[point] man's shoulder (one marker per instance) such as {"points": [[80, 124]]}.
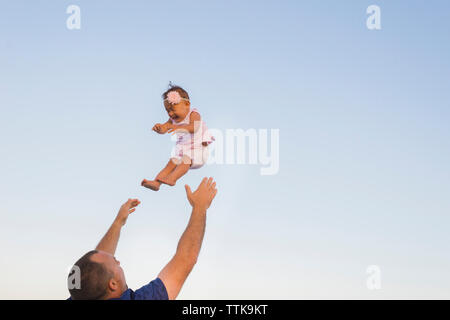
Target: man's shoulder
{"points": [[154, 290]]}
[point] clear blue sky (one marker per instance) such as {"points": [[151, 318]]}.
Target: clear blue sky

----

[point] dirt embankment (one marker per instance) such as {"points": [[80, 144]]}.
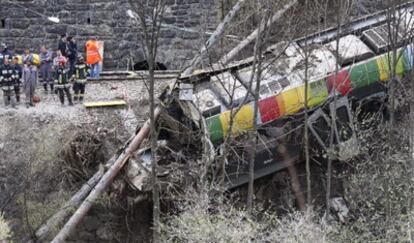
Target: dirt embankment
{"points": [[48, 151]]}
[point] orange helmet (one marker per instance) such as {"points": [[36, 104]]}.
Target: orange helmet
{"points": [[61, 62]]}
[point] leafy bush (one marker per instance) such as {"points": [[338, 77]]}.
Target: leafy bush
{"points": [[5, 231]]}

----

## THE TASK
Write out everything from the line with "[point] clear blue" down to the line with "Target: clear blue sky", both included, as a numbered list with blank lines dropped.

## FULL SOLUTION
1. [point] clear blue sky (one marker per instance) such as {"points": [[151, 318]]}.
2. Target: clear blue sky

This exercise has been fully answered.